Reproduce, exactly and in full, only the lines below from the one containing "positive clicks: (437, 204)" through the one containing "181H412L427 220L419 237L443".

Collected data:

════════

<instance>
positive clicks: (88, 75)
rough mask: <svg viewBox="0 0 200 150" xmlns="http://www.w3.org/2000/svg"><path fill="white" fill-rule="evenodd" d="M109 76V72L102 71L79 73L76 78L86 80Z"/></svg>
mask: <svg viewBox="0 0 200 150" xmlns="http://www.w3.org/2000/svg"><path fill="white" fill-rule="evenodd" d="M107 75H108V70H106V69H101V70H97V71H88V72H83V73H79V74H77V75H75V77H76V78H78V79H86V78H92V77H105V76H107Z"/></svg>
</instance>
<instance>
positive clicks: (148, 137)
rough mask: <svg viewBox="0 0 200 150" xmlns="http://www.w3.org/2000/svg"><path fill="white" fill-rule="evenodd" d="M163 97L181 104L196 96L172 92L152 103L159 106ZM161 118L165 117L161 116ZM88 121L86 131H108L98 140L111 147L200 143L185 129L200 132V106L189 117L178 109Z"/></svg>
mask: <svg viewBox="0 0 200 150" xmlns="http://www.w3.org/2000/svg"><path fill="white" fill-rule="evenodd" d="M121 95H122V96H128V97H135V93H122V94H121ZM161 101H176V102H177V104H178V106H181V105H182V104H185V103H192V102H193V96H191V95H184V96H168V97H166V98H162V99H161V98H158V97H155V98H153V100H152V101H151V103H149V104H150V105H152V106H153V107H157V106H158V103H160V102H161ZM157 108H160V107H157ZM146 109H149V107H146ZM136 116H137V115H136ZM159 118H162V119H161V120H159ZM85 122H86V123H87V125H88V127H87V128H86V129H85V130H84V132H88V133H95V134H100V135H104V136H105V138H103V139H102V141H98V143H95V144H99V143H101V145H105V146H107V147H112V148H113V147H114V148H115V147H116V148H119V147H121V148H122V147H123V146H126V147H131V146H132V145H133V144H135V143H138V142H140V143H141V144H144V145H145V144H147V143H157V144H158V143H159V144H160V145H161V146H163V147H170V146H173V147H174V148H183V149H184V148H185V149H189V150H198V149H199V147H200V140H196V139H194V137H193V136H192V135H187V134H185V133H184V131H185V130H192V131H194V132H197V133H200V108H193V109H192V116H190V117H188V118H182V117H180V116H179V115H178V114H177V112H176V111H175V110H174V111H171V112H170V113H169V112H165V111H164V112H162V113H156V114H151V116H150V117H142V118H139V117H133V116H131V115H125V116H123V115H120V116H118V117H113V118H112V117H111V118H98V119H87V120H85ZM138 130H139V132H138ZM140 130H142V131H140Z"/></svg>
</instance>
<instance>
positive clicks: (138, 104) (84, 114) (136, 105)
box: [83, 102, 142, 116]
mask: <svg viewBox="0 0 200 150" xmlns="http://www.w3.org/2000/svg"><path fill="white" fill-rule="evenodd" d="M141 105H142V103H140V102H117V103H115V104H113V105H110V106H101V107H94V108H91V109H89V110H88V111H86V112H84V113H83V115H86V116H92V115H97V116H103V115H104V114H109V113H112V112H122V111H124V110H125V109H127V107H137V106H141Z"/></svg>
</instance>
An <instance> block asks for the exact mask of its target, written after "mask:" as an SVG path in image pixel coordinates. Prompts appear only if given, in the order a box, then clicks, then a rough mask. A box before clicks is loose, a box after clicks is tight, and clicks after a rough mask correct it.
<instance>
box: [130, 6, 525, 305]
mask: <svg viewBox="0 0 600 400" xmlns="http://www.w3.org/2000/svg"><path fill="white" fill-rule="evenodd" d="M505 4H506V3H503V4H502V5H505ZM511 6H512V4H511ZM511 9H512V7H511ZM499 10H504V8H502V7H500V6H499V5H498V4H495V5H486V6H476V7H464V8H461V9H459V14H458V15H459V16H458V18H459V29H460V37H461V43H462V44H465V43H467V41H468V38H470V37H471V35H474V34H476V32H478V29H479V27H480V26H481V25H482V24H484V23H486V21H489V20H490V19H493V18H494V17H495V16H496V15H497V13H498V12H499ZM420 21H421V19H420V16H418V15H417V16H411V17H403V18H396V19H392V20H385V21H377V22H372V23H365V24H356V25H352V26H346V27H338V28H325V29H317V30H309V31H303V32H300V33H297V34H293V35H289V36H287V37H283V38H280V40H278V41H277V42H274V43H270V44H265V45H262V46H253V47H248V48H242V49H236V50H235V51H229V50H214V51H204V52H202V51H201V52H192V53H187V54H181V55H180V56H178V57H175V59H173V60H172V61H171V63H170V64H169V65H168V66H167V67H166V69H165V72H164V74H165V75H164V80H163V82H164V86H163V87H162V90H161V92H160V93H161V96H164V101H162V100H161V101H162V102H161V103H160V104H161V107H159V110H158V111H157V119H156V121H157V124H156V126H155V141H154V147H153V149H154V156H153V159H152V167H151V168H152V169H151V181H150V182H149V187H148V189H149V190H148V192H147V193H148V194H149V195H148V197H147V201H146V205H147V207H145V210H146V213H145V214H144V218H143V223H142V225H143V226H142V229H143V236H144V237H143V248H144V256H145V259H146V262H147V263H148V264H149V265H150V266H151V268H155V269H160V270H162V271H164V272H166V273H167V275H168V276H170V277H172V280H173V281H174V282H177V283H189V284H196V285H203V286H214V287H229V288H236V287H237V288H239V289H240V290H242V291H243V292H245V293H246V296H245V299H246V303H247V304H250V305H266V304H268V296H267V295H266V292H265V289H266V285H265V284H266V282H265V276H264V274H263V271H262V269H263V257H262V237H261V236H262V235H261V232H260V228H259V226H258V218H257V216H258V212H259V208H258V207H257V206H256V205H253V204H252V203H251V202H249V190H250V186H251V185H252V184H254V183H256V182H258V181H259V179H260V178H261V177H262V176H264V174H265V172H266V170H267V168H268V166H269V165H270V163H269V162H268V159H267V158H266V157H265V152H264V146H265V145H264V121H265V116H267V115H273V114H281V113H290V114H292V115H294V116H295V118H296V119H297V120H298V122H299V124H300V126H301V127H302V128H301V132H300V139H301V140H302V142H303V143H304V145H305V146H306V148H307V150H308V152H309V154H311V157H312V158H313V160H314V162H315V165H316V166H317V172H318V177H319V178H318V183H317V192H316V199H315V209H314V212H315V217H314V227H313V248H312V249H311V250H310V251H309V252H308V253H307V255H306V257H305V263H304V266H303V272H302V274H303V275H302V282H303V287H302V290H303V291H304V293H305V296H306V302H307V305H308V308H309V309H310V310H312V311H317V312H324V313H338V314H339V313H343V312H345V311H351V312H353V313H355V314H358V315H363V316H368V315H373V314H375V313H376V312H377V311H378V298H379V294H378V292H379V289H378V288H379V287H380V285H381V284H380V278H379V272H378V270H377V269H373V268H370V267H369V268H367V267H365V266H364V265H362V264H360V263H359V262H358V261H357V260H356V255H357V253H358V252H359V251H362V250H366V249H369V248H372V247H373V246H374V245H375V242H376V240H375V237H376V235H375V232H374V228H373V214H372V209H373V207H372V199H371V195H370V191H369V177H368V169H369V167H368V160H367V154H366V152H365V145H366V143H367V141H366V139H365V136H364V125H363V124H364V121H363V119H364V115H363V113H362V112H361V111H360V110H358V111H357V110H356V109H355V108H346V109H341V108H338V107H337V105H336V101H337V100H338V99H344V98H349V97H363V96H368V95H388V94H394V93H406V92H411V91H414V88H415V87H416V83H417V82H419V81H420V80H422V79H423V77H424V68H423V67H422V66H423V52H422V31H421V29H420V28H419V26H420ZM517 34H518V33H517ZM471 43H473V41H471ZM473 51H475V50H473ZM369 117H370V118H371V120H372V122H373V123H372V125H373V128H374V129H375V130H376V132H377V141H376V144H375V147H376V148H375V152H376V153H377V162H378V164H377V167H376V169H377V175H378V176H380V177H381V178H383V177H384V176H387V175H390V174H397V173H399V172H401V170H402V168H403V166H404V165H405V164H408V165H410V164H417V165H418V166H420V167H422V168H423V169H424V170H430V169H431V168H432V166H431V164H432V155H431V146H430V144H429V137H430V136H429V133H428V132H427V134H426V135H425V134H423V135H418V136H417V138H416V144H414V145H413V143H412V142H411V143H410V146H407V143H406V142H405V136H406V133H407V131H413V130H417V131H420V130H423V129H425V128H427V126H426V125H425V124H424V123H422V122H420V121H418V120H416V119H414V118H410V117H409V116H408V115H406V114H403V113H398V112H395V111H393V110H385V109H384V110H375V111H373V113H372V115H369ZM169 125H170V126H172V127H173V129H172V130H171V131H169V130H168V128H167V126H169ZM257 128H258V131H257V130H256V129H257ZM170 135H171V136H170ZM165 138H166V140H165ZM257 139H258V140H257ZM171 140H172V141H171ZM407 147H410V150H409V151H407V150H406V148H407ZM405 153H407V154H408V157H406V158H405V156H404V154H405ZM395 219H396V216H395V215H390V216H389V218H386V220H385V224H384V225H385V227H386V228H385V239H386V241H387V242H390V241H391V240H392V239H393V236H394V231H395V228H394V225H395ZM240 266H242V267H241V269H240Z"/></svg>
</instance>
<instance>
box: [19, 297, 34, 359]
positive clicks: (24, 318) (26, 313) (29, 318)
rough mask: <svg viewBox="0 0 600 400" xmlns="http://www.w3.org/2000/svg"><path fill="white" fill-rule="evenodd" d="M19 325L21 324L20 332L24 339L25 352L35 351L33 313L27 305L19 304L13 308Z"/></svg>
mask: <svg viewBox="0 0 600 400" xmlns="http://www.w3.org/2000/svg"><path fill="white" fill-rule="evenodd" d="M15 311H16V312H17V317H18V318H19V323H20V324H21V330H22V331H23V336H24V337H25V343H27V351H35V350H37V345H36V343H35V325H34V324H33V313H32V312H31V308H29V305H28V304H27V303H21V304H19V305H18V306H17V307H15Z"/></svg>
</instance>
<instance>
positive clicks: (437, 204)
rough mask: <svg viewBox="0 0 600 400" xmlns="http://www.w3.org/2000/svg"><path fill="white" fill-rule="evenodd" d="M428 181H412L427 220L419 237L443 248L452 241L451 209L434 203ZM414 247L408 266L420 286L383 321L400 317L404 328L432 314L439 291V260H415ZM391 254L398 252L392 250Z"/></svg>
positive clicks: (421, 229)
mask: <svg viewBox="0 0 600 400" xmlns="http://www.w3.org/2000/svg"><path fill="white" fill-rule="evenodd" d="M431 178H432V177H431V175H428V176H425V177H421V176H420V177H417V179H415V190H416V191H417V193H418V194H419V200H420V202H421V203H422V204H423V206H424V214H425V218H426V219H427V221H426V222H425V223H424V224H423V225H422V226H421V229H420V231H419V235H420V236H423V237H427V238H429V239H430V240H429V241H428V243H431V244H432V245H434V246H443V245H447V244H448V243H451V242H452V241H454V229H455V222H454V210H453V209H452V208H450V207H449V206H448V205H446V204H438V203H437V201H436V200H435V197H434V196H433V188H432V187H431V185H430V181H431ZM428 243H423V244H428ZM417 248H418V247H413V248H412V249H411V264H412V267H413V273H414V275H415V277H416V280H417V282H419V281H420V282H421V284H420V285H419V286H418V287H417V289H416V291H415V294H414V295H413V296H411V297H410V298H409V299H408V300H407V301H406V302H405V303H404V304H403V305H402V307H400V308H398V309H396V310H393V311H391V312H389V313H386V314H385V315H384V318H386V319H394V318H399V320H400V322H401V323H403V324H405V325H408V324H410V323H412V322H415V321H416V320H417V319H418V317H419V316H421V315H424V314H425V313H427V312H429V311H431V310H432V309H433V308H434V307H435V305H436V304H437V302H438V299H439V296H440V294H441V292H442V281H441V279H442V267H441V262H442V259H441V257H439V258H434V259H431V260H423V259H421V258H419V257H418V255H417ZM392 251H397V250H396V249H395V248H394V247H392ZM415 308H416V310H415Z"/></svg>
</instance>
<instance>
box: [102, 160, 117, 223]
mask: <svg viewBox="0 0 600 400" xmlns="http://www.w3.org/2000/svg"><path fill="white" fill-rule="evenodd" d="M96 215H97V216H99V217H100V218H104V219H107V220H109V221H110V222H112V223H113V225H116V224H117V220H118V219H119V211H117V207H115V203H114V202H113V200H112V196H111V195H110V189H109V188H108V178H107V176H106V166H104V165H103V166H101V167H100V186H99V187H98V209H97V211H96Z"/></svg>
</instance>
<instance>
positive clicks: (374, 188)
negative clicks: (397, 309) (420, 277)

════════

RESPONSE TO THE EXERCISE:
positive clicks: (437, 204)
rough mask: <svg viewBox="0 0 600 400" xmlns="http://www.w3.org/2000/svg"><path fill="white" fill-rule="evenodd" d="M428 181H412L427 220L419 237L443 248L452 241L451 209L434 203ZM414 247L408 266L420 286L383 321L400 317L404 328L432 314L439 291V260H415ZM391 254L398 252L392 250Z"/></svg>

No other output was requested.